▸ Polecenie: Sformatuj poniższe pozycje jako dwukolumnowy plik CSV z kolumnami „treść” i „wynik”, po jednym wierszu na każdą pozycję: jej tekst i odpowiedź trafiają każde do jednego pola w cudzysłowie, a podziały wierszy zamień na spacje. Obrazy pomiń.

▸ Dane:
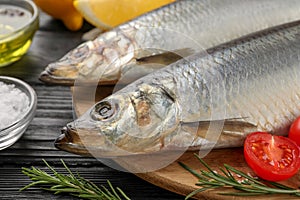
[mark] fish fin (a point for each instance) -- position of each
(142, 66)
(165, 58)
(222, 133)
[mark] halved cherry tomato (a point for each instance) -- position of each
(272, 158)
(294, 133)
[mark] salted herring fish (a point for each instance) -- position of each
(249, 84)
(166, 35)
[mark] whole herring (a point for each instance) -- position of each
(169, 33)
(250, 84)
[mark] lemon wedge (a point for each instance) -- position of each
(63, 10)
(106, 14)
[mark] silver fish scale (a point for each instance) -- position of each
(254, 80)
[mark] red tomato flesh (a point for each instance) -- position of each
(273, 158)
(294, 133)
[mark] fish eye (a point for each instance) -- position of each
(104, 110)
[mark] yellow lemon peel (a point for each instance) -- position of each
(63, 10)
(106, 14)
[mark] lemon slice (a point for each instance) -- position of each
(106, 14)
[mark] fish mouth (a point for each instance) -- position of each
(70, 141)
(87, 143)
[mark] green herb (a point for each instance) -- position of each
(209, 179)
(71, 184)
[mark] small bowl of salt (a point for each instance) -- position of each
(17, 108)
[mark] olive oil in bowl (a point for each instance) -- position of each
(18, 23)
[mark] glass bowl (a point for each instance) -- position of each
(11, 132)
(19, 20)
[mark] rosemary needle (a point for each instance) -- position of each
(208, 179)
(71, 184)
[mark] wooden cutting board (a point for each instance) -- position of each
(174, 177)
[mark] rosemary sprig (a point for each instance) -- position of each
(209, 179)
(71, 184)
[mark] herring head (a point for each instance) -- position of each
(66, 70)
(100, 60)
(141, 121)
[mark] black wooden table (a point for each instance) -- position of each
(54, 110)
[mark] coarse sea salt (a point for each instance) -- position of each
(13, 104)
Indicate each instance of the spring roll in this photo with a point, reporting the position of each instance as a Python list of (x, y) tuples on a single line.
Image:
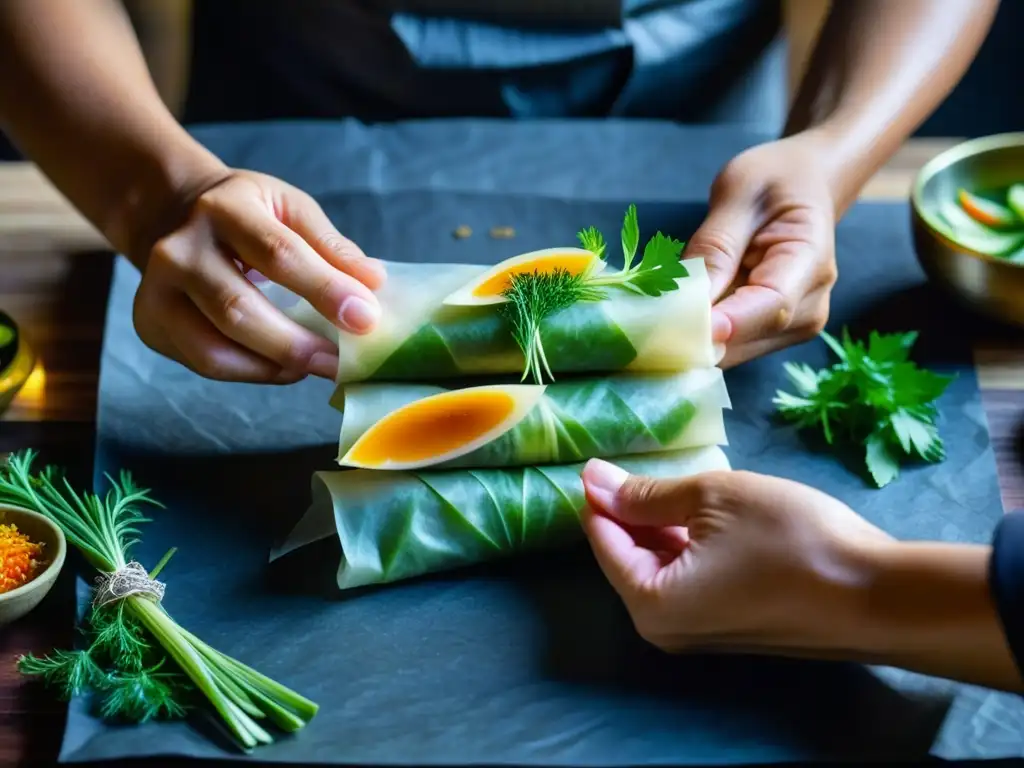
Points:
[(421, 338), (396, 525), (419, 426)]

▸ Odpowiedź pisemna:
treść,wynik
"[mark] fish fin (a point for each instance) -- position of each","(142, 66) (165, 58) (222, 133)"
"[mark] halved cherry tomato (a point for each instance) -- position of each","(272, 158) (294, 133)"
"[mark] salted herring fish (a point for each instance) -- position of each","(249, 84) (166, 35)"
"[mark] whole herring (a point for each instance) -- position of each","(169, 33) (250, 84)"
"[mark] lemon wedge (a point for each instance) -- position of each","(63, 10) (106, 14)"
"[mark] silver fish scale (a point for each instance) -- position of each","(254, 80)"
"[mark] red tomato flesh (a point for each instance) -- position of each","(273, 158) (294, 133)"
"[mark] fish eye (a point for each instance) -- position of each","(104, 110)"
"[mark] yellow lemon peel (a point for each instance) -- position of each","(63, 10) (106, 14)"
"[mark] lemon slice (a point for each instance) -- position of each","(106, 14)"
"[mark] fish mouth (a point for each instance) -- position of each","(70, 141) (87, 143)"
"[mark] green herb (a point for each instance) -- position of each","(209, 179) (71, 184)"
"[mark] small bowl of salt (a point for each instance) -- position of each","(17, 108)"
"[mark] olive oil in bowl (a point for each instance) -- position of each","(18, 23)"
"[mark] glass bowl (a point for each instance) -- position of each","(11, 132) (19, 20)"
"[mark] rosemary needle (a point for each instance) -- position of each","(208, 179) (71, 184)"
"[mark] wooden cutting board (a point for each instance) -- position of each","(174, 177)"
"[mark] rosemary sprig (a point for each instance) -- position of each","(209, 179) (71, 184)"
"[mark] herring head (a point for each instance) -- position of each","(66, 70) (100, 60) (141, 121)"
"[mark] black wooden table (a point for each instance) -- position of each","(54, 110)"
"[mark] coarse sea salt (a point for each instance) -- position of each","(13, 104)"
"Indicate each instance of the spring roll in this photo with a point, reporting the position of each instance as a Python list of (x, y) tuples on a single line. Image: Points:","[(421, 338), (396, 525), (419, 426)]"